Recast the entries from the line that contains "target | paved road" through the end of the entries as a numbered list, leaving out any blank lines.

* Begin Given entries *

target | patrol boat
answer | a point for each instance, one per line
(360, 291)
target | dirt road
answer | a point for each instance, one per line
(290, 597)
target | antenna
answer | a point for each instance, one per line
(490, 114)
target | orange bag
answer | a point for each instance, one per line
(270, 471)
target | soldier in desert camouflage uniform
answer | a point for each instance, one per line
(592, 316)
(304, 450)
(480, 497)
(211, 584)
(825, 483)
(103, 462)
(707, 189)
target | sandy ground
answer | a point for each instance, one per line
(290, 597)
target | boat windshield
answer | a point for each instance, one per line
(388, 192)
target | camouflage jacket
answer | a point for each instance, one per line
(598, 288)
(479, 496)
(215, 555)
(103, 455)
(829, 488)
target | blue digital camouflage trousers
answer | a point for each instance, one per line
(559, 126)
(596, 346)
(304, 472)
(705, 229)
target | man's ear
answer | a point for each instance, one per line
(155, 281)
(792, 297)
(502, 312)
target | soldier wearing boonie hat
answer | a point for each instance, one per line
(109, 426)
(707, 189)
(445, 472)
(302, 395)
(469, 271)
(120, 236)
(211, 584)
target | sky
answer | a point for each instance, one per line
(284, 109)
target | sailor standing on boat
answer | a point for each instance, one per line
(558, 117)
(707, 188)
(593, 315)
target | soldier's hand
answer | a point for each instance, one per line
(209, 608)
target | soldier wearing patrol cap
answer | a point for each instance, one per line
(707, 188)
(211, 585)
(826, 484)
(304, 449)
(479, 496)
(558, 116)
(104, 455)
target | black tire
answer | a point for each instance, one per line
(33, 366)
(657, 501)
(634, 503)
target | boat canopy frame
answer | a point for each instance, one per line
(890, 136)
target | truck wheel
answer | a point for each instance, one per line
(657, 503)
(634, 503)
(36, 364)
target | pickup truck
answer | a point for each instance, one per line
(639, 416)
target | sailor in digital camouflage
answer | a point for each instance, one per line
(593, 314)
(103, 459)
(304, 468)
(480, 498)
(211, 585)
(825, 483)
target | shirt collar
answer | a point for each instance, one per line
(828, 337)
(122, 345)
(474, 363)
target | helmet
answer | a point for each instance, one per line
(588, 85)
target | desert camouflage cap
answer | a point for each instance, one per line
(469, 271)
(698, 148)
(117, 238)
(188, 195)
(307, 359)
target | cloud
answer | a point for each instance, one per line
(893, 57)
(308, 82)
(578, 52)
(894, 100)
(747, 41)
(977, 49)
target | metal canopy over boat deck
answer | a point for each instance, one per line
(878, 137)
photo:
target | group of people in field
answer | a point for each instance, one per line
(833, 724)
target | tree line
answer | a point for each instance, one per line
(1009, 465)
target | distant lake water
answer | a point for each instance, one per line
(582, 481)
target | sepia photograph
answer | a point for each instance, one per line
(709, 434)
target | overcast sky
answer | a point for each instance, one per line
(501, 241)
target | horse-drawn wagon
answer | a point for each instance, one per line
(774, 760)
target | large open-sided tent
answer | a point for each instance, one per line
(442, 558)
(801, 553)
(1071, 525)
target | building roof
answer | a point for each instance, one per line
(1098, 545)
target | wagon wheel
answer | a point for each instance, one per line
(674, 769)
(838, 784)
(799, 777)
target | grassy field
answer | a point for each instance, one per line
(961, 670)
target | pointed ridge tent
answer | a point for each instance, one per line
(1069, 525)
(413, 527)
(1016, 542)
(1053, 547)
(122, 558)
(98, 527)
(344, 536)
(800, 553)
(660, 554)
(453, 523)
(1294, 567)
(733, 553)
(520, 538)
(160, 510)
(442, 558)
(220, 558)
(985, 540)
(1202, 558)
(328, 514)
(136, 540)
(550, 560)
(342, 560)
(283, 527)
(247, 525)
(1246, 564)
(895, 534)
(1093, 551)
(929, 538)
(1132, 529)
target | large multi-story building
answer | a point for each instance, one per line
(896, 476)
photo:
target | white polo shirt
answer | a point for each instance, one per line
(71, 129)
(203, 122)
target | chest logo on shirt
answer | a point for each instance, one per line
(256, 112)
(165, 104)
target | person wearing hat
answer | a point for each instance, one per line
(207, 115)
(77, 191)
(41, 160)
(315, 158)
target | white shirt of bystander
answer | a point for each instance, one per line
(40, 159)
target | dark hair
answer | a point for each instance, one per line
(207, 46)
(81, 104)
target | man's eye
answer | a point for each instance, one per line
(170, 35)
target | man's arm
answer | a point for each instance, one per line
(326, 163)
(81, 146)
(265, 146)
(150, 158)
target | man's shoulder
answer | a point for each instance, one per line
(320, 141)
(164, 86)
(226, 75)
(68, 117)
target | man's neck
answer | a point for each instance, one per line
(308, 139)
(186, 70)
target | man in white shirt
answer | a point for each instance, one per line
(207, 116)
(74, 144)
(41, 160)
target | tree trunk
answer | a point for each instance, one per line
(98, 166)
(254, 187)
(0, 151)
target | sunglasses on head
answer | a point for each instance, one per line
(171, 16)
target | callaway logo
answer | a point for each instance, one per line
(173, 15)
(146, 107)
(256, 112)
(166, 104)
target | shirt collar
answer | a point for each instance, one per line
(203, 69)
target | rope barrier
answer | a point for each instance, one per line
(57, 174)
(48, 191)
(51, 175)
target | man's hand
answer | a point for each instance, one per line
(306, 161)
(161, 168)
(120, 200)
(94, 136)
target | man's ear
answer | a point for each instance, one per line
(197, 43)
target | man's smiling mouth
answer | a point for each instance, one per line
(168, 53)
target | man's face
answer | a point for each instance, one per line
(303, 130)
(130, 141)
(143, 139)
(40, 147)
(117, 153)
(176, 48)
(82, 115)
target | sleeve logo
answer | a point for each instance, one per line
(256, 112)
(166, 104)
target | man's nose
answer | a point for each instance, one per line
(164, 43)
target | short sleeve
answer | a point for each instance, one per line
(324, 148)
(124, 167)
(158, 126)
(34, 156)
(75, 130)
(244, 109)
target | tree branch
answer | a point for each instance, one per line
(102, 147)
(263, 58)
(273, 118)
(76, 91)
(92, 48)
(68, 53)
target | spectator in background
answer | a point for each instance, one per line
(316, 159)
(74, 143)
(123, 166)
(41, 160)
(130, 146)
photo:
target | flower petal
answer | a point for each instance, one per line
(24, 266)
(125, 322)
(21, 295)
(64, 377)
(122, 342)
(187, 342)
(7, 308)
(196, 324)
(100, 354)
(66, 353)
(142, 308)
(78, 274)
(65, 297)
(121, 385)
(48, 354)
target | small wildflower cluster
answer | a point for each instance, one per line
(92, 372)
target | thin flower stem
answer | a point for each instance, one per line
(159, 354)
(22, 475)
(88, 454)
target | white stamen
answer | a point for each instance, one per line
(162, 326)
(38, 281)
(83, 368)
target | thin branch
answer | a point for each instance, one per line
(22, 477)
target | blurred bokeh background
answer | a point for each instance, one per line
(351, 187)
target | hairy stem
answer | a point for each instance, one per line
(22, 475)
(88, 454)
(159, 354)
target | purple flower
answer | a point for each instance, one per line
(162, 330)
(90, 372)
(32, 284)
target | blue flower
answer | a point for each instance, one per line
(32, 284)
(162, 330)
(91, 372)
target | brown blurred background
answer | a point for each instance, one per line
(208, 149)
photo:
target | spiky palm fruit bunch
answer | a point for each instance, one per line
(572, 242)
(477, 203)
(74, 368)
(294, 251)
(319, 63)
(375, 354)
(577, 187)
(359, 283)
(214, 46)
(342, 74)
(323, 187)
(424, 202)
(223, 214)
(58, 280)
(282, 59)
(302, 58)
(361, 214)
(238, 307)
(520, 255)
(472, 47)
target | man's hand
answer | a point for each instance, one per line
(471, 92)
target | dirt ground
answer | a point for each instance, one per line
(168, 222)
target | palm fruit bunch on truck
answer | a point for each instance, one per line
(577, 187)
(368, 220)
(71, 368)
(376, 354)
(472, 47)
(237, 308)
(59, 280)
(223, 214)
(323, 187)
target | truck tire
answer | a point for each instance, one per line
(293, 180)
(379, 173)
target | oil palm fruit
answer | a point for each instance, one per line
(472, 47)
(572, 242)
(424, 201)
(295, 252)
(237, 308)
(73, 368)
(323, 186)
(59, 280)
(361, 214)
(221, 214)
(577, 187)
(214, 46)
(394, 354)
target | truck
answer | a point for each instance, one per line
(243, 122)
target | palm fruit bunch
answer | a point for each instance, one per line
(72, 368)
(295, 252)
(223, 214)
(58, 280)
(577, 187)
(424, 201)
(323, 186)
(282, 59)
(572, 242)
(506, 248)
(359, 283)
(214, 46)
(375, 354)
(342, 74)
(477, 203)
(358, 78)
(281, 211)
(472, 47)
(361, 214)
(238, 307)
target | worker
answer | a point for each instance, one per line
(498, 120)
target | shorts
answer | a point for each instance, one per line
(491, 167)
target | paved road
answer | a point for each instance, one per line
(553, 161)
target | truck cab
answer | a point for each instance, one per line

* End Given entries *

## [Complete output]
1. target | paved road
2. answer | a point for each instance, one per line
3. (553, 161)
4. target | truck cab
5. answer | a point for each instance, one per line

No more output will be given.